• **Your assignment**: Below is some data. Retype exactly the lines starting at the one with "positive clicks: (348, 318)" and ending at the one with "box: [4, 266, 474, 342]".

• **Available data**:
^^^^^^^^^^^^^^^^

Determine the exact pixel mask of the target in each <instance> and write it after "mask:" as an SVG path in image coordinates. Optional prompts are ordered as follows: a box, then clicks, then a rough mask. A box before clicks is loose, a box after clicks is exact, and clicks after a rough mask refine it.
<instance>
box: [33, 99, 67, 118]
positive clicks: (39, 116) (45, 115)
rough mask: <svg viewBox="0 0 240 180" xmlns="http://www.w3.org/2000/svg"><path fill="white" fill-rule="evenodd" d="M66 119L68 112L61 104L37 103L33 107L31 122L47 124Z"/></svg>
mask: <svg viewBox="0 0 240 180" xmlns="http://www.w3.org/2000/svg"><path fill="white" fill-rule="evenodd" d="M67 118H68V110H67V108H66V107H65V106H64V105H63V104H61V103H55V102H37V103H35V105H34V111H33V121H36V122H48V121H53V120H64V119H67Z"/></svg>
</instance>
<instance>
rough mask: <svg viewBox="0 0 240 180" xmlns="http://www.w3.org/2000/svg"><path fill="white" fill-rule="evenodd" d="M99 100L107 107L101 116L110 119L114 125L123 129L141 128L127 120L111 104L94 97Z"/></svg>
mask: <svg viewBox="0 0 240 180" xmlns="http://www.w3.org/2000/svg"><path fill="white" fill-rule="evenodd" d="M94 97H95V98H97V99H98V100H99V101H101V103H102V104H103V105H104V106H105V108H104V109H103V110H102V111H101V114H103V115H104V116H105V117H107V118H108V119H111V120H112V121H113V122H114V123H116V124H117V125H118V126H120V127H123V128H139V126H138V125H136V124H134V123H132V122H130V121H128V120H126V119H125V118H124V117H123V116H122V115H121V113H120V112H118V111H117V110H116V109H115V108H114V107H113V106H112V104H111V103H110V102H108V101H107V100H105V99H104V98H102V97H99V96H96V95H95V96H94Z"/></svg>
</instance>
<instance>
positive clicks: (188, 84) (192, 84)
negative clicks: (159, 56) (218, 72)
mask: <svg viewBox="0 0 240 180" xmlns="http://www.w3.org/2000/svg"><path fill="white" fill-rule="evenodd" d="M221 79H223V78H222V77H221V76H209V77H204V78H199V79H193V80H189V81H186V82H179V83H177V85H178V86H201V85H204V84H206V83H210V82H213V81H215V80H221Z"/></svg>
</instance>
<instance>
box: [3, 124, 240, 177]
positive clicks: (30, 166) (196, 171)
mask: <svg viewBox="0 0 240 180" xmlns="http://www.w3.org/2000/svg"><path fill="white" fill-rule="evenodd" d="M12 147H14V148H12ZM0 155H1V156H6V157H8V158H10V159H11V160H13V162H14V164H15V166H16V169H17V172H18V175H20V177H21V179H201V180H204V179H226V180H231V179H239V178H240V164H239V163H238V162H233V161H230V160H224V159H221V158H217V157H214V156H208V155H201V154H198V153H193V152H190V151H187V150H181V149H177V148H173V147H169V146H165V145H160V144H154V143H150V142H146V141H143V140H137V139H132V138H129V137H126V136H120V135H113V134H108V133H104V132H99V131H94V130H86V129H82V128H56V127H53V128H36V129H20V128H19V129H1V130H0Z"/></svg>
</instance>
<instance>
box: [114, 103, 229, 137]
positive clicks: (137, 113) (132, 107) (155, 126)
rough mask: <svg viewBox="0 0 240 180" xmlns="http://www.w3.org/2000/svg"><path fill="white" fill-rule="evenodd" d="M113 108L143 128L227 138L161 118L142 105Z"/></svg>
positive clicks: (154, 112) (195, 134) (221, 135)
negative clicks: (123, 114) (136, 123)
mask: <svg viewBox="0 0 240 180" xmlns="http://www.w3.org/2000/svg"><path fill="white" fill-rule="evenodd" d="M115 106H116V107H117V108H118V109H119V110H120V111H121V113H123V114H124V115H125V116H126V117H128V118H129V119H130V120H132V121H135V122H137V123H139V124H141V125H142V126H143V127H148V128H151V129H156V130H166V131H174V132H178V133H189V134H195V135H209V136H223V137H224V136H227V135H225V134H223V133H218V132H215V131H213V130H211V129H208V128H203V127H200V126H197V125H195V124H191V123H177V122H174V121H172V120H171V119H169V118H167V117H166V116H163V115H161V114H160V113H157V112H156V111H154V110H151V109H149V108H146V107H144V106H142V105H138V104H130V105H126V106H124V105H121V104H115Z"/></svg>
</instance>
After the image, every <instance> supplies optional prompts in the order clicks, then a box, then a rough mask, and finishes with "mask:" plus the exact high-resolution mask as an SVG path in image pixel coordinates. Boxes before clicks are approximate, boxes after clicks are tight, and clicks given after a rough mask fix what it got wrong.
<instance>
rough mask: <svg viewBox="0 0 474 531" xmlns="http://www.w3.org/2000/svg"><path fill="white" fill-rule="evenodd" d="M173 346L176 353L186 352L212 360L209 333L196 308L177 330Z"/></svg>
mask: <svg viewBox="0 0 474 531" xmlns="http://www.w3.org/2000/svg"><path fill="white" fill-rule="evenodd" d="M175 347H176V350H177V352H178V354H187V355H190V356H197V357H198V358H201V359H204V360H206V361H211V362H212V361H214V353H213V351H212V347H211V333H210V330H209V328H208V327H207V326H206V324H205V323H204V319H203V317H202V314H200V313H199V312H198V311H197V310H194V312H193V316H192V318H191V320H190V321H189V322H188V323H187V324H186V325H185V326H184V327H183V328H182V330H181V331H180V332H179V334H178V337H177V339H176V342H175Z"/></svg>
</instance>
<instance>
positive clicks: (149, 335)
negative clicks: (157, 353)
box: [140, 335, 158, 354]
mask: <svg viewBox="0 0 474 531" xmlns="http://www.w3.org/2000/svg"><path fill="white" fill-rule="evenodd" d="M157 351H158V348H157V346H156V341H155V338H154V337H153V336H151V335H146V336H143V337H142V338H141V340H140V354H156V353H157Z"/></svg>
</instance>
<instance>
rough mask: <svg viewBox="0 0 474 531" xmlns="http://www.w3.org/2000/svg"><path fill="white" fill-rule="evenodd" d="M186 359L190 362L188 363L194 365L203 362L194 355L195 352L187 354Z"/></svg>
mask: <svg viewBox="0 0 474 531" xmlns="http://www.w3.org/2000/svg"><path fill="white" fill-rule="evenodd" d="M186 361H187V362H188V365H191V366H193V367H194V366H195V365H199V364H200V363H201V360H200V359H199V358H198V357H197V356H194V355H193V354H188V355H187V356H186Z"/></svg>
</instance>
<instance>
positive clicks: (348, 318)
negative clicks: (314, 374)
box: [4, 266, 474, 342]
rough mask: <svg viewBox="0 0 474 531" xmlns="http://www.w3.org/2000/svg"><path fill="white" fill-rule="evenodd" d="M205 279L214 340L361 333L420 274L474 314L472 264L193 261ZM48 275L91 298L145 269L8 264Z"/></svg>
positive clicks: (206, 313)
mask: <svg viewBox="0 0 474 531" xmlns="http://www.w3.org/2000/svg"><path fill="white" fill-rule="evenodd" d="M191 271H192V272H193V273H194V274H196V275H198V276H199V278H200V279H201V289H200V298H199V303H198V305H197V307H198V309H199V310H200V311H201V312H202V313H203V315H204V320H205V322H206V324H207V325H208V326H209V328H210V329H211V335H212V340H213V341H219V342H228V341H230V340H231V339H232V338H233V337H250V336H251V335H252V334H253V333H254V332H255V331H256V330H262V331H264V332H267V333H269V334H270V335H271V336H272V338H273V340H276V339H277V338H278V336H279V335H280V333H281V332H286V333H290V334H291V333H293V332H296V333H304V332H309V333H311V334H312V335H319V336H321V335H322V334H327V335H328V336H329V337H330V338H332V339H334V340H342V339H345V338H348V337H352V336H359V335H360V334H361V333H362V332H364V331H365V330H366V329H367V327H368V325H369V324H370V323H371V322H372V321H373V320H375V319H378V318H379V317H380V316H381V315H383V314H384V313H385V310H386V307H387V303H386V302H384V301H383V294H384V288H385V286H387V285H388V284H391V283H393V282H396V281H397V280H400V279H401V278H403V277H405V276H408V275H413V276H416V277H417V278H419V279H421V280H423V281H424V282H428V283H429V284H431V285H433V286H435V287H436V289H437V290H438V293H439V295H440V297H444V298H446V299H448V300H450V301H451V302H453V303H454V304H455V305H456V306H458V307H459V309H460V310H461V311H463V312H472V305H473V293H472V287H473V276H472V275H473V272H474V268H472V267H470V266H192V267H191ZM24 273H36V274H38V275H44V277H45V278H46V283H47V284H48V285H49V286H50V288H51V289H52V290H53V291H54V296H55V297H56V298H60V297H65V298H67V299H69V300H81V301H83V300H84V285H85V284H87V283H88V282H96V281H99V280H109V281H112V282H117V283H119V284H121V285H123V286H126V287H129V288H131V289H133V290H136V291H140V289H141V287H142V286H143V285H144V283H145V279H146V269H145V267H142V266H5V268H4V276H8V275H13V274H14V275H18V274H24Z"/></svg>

^^^^^^^^^^^^^^^^

• **Solution to this task**:
positive clicks: (348, 318)
negative clicks: (314, 374)
box: [4, 266, 474, 342]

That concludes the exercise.